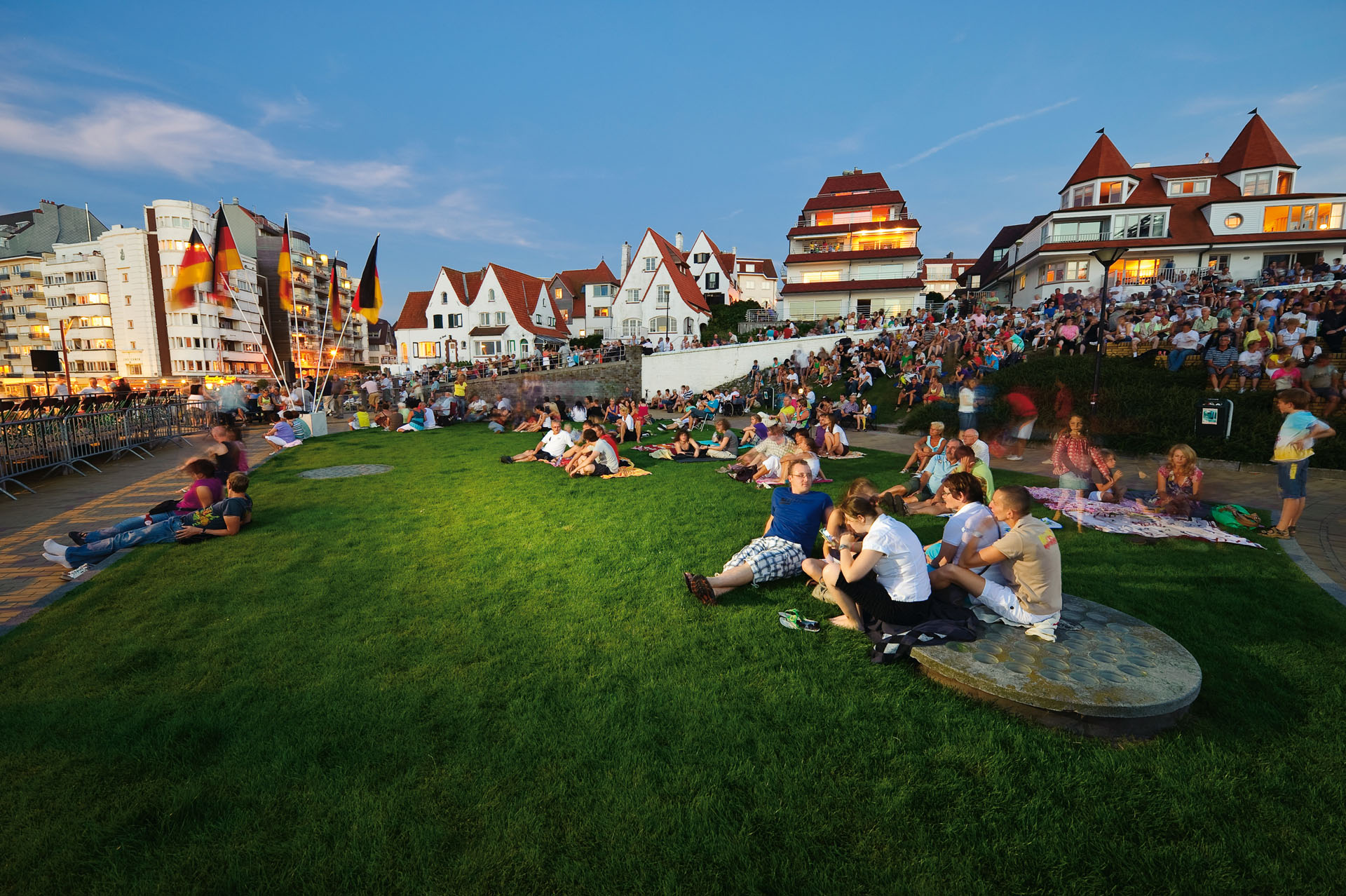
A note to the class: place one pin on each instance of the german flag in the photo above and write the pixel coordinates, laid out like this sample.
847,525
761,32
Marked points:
196,271
226,260
334,294
286,288
369,295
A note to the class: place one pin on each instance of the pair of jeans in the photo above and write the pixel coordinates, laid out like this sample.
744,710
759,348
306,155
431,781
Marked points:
128,533
1177,357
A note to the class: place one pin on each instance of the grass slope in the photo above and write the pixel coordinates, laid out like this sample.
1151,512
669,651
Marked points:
462,677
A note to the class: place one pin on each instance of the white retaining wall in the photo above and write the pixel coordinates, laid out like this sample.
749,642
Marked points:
706,367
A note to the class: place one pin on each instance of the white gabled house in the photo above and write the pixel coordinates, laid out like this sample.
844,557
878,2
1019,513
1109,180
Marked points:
715,272
658,295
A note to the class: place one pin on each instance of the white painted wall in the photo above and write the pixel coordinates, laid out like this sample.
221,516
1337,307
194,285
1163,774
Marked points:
706,367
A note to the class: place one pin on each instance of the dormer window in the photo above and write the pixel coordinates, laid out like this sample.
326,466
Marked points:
1258,183
1197,187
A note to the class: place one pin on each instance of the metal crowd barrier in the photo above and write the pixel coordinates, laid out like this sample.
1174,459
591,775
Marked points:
65,432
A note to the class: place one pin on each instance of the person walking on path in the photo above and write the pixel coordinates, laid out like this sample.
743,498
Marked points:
1294,447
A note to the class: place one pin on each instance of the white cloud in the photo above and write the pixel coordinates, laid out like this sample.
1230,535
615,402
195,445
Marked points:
286,112
140,133
980,130
455,215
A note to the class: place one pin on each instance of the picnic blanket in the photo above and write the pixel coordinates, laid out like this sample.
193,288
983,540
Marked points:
772,482
1134,518
626,473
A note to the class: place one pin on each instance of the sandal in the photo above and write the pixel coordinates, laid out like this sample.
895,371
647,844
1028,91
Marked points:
703,591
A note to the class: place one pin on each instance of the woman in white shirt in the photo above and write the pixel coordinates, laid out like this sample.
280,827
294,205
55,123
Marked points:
886,579
972,525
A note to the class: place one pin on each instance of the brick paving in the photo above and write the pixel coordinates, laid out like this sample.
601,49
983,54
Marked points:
125,487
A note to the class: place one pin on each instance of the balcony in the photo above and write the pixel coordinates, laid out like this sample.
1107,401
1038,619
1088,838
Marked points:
1100,237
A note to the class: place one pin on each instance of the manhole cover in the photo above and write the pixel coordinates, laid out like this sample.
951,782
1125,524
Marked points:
341,473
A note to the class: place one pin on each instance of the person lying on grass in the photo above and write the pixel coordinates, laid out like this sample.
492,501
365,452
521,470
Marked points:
926,483
554,444
965,461
805,449
221,518
1028,560
881,569
797,513
835,444
598,456
724,443
282,435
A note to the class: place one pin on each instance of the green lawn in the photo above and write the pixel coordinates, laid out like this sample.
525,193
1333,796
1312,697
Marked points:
465,677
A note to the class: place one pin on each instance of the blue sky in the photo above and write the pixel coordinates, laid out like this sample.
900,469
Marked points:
540,136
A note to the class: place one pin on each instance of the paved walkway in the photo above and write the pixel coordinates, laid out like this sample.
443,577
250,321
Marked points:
125,487
128,487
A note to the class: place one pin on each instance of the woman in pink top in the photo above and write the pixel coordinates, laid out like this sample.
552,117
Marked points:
1075,458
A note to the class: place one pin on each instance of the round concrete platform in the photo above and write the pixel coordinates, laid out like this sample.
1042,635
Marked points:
1107,674
341,473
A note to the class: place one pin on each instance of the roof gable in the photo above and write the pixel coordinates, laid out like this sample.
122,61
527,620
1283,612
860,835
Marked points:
1255,147
414,311
1103,161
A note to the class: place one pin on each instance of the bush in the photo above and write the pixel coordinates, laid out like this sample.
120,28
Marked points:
1142,409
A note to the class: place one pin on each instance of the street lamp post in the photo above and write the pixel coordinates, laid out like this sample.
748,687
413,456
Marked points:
1107,256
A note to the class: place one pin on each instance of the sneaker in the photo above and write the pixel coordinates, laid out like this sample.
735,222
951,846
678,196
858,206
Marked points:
57,559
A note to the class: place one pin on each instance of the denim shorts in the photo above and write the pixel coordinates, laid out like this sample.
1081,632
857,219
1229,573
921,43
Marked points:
1293,480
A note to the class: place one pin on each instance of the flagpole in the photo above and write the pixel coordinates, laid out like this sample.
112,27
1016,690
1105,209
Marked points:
344,325
322,332
256,335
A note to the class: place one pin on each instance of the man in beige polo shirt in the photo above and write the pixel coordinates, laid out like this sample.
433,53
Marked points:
1028,557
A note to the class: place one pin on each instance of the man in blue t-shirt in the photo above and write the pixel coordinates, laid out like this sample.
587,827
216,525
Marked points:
797,513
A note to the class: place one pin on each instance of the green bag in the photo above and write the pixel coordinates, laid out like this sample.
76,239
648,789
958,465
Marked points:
1236,517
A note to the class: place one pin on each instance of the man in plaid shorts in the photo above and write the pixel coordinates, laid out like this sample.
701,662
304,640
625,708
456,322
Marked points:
797,513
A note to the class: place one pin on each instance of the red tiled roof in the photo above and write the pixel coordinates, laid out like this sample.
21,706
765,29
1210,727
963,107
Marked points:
522,291
576,280
1255,147
414,313
850,183
857,226
852,285
1104,161
683,282
807,257
858,201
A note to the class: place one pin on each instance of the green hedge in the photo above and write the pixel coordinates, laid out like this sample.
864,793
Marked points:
1142,409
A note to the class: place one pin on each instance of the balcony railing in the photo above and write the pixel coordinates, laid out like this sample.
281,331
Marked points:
901,215
1100,237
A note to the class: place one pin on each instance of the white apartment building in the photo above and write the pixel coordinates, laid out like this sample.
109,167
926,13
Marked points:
27,241
1242,215
852,249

Work to be completed: Only the lines containing "balcony" are needed; copy each of them from the data.

Task result:
A note to the class: place one pin on each instance of the balcony in the photo above and write the pixel coordinates, laid out like this sample.
A note to the class: place one pin on each instance of the balcony railing in the photo above and write the pixel coordinates, laid out like this sample.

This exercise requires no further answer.